The experience and lessons learned in this project are being transferred to other projects where FT technology is provided with the aim of supporting all aspects of project development and execution.

Not only does smaller scale GTL allow gas producers to access global markets, in certain areas, it gives them the opportunity to produce diesel to meet significant local demand. In Australia, for example, mining communities based in very remote locations consume huge amounts of diesel and fuel importation costs are very high.

The Fischer-Tropsch reactors used in smaller scale gas-to-liquids plants may be configured to efficiently produce 1,500-15,000 barrels a day of liquid fuels, consuming 15,000-150,000 MMBtu of natural gas in the process. The reactors employ microchannel FT technology and a superactive catalyst to intensify chemical reactions in order to overcome mass and heat transfer problems inherent in conventionally-sized GTL plants.

Changing Technology

Several technological advances have made widespread access to GTL possible.

The plants that smaller scale GTL technology is designed to be deployed in are not simply scaled down versions of larger plants. Mass and heat transfer limitations reduce the efficiency of large conventional FT reactors. Using microchannel FT technology and a superactive catalyst makes it possible to overcome these limitations by intensifying chemical reactions relative to conventional systems and allowing smaller reactors to be used. Plant components are standardized, be it the FT reactor cores or the design of 700-bbl/d trains of reactors, which further reduces plant costs.

§ Data supplied
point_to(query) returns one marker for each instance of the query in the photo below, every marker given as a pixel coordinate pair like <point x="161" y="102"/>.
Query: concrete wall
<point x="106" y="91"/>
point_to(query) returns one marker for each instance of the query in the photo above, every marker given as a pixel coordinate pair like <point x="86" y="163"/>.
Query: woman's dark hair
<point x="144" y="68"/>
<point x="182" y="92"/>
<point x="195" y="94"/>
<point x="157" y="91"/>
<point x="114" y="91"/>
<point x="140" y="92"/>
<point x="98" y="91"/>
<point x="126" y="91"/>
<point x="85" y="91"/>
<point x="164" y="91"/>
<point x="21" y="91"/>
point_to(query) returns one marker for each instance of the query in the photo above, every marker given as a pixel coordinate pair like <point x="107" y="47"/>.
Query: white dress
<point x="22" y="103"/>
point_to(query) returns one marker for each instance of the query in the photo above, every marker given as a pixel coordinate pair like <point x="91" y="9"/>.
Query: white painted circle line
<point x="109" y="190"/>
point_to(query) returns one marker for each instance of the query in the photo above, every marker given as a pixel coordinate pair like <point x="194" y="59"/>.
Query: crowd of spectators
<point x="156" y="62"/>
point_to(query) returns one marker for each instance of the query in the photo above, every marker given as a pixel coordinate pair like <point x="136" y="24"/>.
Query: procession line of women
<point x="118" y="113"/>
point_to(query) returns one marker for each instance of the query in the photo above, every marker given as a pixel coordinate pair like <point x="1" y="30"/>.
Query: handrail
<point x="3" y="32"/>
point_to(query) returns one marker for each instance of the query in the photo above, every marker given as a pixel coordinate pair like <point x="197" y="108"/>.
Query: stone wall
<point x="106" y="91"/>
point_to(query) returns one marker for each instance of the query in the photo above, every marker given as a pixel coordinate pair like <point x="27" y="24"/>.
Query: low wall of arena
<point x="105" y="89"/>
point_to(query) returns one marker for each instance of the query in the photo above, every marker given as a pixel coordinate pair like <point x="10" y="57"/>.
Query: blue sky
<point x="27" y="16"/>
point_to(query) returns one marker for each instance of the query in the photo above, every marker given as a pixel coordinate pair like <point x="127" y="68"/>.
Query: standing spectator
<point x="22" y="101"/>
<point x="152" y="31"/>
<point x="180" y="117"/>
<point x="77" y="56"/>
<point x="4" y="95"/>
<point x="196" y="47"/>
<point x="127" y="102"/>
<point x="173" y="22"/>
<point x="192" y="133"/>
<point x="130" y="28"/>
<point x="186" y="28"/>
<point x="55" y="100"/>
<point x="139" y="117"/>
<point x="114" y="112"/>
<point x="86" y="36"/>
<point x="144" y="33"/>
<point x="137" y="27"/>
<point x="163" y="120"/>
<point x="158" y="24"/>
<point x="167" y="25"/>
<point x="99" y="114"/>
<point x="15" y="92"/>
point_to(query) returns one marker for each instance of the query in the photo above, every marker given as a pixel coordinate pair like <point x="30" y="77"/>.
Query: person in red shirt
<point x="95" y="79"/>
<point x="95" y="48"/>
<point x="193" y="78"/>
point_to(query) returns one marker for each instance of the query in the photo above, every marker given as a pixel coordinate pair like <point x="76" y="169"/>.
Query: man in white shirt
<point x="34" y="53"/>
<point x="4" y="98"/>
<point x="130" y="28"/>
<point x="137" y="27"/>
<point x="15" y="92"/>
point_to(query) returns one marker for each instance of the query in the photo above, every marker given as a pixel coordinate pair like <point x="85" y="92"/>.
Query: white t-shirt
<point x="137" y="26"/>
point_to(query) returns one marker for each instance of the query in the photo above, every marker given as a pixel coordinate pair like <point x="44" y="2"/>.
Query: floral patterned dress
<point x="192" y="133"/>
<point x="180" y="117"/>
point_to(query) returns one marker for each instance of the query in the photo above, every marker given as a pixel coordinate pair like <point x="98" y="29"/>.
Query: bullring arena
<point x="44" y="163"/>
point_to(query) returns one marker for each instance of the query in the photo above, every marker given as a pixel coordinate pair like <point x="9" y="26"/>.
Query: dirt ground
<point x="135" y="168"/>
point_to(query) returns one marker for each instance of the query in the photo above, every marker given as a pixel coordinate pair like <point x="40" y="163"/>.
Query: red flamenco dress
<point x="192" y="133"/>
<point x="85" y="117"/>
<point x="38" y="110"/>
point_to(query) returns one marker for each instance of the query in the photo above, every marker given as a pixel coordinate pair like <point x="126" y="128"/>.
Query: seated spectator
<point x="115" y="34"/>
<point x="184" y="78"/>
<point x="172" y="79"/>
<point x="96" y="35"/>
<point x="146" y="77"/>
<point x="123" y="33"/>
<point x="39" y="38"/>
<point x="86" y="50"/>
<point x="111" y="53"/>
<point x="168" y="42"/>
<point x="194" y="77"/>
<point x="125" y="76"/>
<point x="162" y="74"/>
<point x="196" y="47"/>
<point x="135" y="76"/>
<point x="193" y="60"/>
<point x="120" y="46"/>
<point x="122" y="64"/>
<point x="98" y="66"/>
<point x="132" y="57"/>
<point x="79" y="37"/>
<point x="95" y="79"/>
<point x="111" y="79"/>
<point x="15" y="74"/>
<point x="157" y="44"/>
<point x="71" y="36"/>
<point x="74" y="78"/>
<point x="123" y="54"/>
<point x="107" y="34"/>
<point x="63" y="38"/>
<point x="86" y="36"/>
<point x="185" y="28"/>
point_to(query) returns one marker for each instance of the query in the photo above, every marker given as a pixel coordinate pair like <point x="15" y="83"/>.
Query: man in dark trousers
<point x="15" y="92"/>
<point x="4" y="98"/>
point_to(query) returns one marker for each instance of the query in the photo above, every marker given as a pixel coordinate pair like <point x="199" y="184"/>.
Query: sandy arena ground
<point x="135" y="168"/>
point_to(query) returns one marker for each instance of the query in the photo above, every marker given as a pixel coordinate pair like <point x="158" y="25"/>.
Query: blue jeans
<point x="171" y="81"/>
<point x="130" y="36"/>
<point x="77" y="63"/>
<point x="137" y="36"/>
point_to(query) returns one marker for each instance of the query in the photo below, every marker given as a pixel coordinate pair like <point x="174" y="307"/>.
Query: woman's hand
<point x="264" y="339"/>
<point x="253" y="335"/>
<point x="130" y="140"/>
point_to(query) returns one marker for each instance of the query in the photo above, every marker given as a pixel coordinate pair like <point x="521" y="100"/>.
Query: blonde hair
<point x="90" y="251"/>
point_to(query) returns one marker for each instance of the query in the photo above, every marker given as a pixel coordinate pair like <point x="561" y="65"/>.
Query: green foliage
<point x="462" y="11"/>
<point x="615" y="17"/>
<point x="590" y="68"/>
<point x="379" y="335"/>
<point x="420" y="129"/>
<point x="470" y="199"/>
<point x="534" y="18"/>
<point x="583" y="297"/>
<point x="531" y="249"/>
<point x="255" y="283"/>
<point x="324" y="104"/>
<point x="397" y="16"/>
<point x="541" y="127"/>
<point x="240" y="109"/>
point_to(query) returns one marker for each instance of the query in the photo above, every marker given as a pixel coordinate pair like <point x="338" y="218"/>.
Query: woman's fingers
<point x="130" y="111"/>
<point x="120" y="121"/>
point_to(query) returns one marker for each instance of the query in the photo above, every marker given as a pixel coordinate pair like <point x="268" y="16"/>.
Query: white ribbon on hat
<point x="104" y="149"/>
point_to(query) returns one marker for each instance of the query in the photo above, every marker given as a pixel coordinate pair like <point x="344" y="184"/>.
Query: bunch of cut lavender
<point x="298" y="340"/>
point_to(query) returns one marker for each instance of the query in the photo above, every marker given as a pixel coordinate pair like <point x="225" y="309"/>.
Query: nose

§ Challenges
1) In the passage on smaller scale gas-to-liquids plants, how many barrels of liquid fuels per day can the Fischer-Tropsch reactors be configured to produce?
2) Write the next part of the passage on smaller scale gas-to-liquids plants, starting after its final sentence.

§ Responses to the exercise
1) Between 1,500 and 15,000 barrels a day.

2)
The smaller reactor size enables a modular approach to plant design. The plants are fabricated mainly in a factory environment, and each unit is designed to fit into a standard-sized shipping container. Roughly 70 percent of the plant is complete before the modules are transported, meaning smaller scale GTL plants are easier to ship and can be installed more quickly, even in the most remote or challenging locations. Timelines from concept to operation are reduced significantly, as are risks of delays.

Midstream Opportunity

Smaller scale GTL plants also will enable midstream entities to offer additional services to their customers, thereby further differentiating themselves. Ultimately, smaller scale GTL will allow midstream companies to process more natural gas, and will do so without further straining local gas prices.

Midstream operators could boost their overall return on investment by co-locating a smaller scale GTL plant at an existing gas processing plant, with which it could share facilities. For example, a typical processing plant would have a return on investment of 12-15 percent. The first smaller-scale GTL projects using microchannel reactors have an estimated return on investment of 20 percent at a capacity that matches the quantities of natural gas available.

The potential for distributed GTL plants to monetize resources that at present are considered uneconomic is capturing the interest of a growing number of gas producers. Modular GTL plants can be scaled to match the size of the resource, and offer an efficient and cost-effective way to produce clean liquid fuels from shale and stranded gas resources.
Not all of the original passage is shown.